Assigned task:
Search the entries below for "loungers". Report each line where it occurs.

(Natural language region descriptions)
»»

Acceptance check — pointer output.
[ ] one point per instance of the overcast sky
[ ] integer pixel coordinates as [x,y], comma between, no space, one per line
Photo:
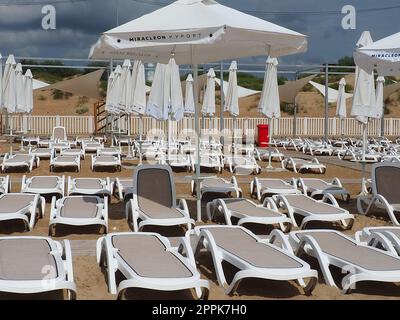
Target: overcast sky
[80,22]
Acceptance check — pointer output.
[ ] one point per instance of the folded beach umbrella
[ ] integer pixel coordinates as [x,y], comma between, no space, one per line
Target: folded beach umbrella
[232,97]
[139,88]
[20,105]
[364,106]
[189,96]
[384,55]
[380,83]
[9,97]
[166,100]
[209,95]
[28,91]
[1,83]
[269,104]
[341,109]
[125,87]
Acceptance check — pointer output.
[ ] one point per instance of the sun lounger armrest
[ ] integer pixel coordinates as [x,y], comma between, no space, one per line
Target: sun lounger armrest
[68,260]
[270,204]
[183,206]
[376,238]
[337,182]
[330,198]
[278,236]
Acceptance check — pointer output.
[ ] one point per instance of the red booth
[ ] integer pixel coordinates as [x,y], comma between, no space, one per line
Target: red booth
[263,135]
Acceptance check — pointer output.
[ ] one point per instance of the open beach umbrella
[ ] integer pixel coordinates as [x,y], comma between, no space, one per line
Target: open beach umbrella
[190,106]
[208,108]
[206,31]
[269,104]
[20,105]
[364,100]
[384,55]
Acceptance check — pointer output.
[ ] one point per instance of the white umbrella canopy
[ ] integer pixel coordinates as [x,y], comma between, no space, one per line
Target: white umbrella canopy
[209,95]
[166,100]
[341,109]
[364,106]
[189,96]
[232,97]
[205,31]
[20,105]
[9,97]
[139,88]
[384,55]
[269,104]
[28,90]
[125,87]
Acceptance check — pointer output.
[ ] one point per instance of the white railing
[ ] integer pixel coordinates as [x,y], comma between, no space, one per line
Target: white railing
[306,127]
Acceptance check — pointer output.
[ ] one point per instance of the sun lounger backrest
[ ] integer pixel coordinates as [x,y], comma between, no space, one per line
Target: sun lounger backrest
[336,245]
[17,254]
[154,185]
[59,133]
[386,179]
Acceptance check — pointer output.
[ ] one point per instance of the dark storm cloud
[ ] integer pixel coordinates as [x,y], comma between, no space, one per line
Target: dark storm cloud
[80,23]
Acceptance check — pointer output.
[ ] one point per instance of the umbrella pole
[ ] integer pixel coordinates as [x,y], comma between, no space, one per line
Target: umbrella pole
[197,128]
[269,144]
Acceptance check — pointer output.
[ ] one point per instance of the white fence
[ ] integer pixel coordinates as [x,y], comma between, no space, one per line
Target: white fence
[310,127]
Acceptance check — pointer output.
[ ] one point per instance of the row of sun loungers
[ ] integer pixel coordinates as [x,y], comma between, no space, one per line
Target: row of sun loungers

««

Your solution:
[ ] one point per instance of the row of sun loungers
Target: row of sun loungers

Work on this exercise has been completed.